| Rows |
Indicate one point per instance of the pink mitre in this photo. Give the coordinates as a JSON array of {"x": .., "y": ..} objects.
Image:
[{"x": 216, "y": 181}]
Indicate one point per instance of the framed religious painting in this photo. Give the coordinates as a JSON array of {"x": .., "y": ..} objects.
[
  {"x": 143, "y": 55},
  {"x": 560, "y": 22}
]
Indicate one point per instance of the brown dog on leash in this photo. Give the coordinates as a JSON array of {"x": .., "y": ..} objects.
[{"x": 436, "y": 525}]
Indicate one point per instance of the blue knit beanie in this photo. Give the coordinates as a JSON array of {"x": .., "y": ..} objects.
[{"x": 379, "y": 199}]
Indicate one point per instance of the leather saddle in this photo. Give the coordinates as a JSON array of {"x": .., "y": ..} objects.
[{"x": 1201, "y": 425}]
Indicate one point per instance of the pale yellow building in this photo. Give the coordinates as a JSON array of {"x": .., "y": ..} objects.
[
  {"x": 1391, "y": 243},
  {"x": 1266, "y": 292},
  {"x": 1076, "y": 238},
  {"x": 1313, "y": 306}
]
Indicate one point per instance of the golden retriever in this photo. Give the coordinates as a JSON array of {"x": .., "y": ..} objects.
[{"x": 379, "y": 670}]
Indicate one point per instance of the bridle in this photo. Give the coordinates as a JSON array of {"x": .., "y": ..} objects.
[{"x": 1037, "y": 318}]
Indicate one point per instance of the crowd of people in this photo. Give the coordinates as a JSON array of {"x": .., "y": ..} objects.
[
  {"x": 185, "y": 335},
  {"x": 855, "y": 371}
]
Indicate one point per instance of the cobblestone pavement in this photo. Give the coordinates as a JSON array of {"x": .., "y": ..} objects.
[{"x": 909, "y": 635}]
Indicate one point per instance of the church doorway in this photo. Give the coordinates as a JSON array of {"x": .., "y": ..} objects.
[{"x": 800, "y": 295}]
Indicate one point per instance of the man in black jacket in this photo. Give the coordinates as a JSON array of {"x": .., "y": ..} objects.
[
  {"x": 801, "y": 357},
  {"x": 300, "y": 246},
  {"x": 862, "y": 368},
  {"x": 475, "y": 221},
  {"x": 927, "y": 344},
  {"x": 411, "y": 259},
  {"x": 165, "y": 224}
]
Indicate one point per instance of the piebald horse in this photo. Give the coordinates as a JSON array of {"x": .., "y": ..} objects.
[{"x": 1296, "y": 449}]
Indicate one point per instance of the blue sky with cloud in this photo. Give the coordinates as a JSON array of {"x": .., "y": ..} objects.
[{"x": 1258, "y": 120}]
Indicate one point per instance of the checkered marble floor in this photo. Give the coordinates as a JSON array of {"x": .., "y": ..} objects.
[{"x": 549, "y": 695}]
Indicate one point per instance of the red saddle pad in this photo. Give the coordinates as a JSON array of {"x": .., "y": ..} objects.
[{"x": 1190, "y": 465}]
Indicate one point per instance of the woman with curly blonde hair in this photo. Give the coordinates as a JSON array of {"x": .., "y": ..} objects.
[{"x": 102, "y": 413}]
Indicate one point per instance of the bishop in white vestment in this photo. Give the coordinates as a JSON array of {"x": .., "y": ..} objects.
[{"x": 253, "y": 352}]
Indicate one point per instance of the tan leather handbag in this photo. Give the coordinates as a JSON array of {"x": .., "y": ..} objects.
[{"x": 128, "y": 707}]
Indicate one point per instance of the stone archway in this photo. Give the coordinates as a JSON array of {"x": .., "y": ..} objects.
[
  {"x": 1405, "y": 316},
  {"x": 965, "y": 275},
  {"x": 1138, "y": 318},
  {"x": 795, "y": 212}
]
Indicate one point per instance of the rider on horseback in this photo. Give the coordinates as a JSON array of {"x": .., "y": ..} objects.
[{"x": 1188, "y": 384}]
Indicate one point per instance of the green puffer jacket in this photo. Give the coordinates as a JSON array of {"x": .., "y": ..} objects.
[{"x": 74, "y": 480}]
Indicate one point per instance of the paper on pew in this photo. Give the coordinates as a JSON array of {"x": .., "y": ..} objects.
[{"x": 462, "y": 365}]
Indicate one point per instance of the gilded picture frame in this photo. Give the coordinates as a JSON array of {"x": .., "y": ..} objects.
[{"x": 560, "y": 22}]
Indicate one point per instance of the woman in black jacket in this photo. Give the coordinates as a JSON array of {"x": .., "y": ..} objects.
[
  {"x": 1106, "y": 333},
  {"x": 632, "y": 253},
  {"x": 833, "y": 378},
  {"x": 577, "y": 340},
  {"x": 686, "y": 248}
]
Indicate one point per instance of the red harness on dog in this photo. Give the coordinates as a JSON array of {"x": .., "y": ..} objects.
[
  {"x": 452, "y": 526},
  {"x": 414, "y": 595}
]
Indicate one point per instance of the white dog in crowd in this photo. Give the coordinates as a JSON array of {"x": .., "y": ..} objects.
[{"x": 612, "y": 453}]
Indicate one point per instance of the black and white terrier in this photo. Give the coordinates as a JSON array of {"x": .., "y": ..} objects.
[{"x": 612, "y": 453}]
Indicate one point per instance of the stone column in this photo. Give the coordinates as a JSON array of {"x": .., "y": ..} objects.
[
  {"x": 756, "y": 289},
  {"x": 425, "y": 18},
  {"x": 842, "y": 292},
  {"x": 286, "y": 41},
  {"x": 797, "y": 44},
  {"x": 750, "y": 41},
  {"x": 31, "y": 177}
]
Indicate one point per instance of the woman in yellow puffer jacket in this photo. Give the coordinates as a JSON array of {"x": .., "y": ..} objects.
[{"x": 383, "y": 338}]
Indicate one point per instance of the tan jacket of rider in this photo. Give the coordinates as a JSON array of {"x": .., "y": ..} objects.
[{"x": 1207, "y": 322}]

| Directions |
Reproduce the entire listing above, replacing every occurrence of "coordinates" with "locations" and leaving everything else unchanged.

| Exercise answer |
Indicate one point per instance of the pink mitre in this photo. Give the locations as a JSON array of {"x": .., "y": ..} objects.
Image:
[{"x": 216, "y": 181}]
Indicate one point per instance of the framed religious painting in this photo. Give the locations as a JSON array of {"x": .., "y": ..} objects.
[
  {"x": 143, "y": 55},
  {"x": 560, "y": 22}
]
Indicate one point per instance of the brown dog on leash in this photo. Give the locations as a JSON array of {"x": .., "y": ..} objects.
[{"x": 436, "y": 525}]
Indicate one point per instance of the blue knit beanie in this photo. Give the locations as a JSON array of {"x": .., "y": ..} objects.
[{"x": 379, "y": 199}]
Indicate one point per instance of the leather saddle in this photo. Give the locations as a JSON array of {"x": .., "y": ..} objects.
[{"x": 1201, "y": 425}]
Indicate one point per instance of the pale yellow building in this photo. Give the locations as a JSON array of {"x": .., "y": ..} objects.
[
  {"x": 1391, "y": 243},
  {"x": 1266, "y": 292},
  {"x": 1076, "y": 238},
  {"x": 1313, "y": 306}
]
Indicate one point per instance of the golden retriever in this photo. Give the locations as a JSON array of {"x": .., "y": ..} objects.
[{"x": 379, "y": 670}]
Indicate one point per instance of the bridle in this photo. Give the locations as a JSON array of {"x": .., "y": ..} objects.
[{"x": 1037, "y": 318}]
Indicate one point per instance of the crowd of people in this photo. Give the locations as a JSON array of {"x": .., "y": ..} objects.
[
  {"x": 185, "y": 335},
  {"x": 855, "y": 371}
]
Indicate one point per instance of the cobblestone pavement in this photo. Give the locations as a JSON array of {"x": .., "y": ..} objects.
[{"x": 909, "y": 635}]
Indicate one point per instance of the church doorway in this photo. Give the locations as a JSON array of {"x": .., "y": ..} objects.
[{"x": 800, "y": 295}]
Indicate one point per instance of the man in black jacket in this photo. Give the locations as a JSON array of {"x": .., "y": ..} objects.
[
  {"x": 801, "y": 357},
  {"x": 300, "y": 246},
  {"x": 862, "y": 368},
  {"x": 475, "y": 221},
  {"x": 927, "y": 344},
  {"x": 411, "y": 259},
  {"x": 165, "y": 224}
]
Indicate one point per instance of the piebald horse in this photo. Give the locations as a JSON array of {"x": .., "y": ..} objects.
[{"x": 1296, "y": 449}]
Indicate one point per instance of the blue sky with cloud in this photo. Give the locations as a JSON array of {"x": .., "y": ..} objects.
[{"x": 1258, "y": 120}]
Indicate one point per instance of the checkered marble floor in this photo. Give the locations as a JSON array of {"x": .., "y": ..} objects.
[{"x": 549, "y": 695}]
Indicate one point per instance of the red saddle pad in this photo. Give the locations as a JSON array of {"x": .., "y": ..} objects.
[{"x": 1190, "y": 465}]
Indicate one point per instance of the woman with curly blonde hair in this photo. Give the locations as a JSON array of {"x": .., "y": ..} objects.
[{"x": 102, "y": 413}]
Indicate one point per instance of the bishop in white vestment in this photo. Give the locations as a JSON array of {"x": .., "y": ..} objects.
[{"x": 253, "y": 352}]
Indicate one point per instance of the tan leather handbag in this photo. Give the locations as a JSON array of {"x": .., "y": ..} objects.
[{"x": 128, "y": 707}]
Indicate one point per instance of the stone archway in this photo. Give the locations as a JSON array of {"x": .., "y": ..} objects.
[
  {"x": 1405, "y": 316},
  {"x": 965, "y": 275},
  {"x": 1138, "y": 318},
  {"x": 795, "y": 212}
]
Indicate one point per instance of the rider on horseback in this photo. Give the locations as a JSON array of {"x": .., "y": ..} objects.
[{"x": 1188, "y": 384}]
Indicate one point per instance of the green puffer jacket in this photo. Give the locations as a JSON array of {"x": .., "y": ..} objects.
[{"x": 74, "y": 480}]
Indicate one point per instance of the paper on pew in this photo. Give the locations as a JSON array of {"x": .., "y": ..} objects.
[{"x": 462, "y": 365}]
Indicate one point per instance of the gilded picture frame in this photo. Give the locations as a JSON array of {"x": .., "y": ..} objects.
[{"x": 560, "y": 22}]
Indicate one point per instance of the woman in black jacket in this photo. Give the locations as a JSON array of {"x": .., "y": ..} objects.
[
  {"x": 1106, "y": 333},
  {"x": 632, "y": 253},
  {"x": 833, "y": 378},
  {"x": 577, "y": 340},
  {"x": 686, "y": 248}
]
Indicate one point per instance of the red harness on dog in this photo. Give the locations as a JSON array of {"x": .., "y": ..} objects.
[
  {"x": 452, "y": 526},
  {"x": 414, "y": 595}
]
Indicate one point per instance of the white dog in crowd in this photo. Give the locations as a JSON array of {"x": .., "y": ..} objects.
[{"x": 612, "y": 453}]
Indicate one point per instance of the black and white terrier in this photo. Give the locations as a JSON array of {"x": .., "y": ..} objects.
[{"x": 612, "y": 453}]
Indicate one point per instance of the stone column in this photo. Give the locations as a JSON array of {"x": .., "y": ..} objects.
[
  {"x": 756, "y": 289},
  {"x": 425, "y": 18},
  {"x": 842, "y": 292},
  {"x": 286, "y": 41},
  {"x": 797, "y": 44},
  {"x": 750, "y": 41},
  {"x": 31, "y": 177}
]
Indicate one point per instance of the woman in yellow puffer jacket in this photo. Give the locations as a JSON array of {"x": .., "y": ..} objects.
[{"x": 383, "y": 338}]
Indicate one point per instance of the tan jacket of rider in this photo. Give the locations as a JSON array of {"x": .., "y": ..} objects.
[{"x": 1207, "y": 322}]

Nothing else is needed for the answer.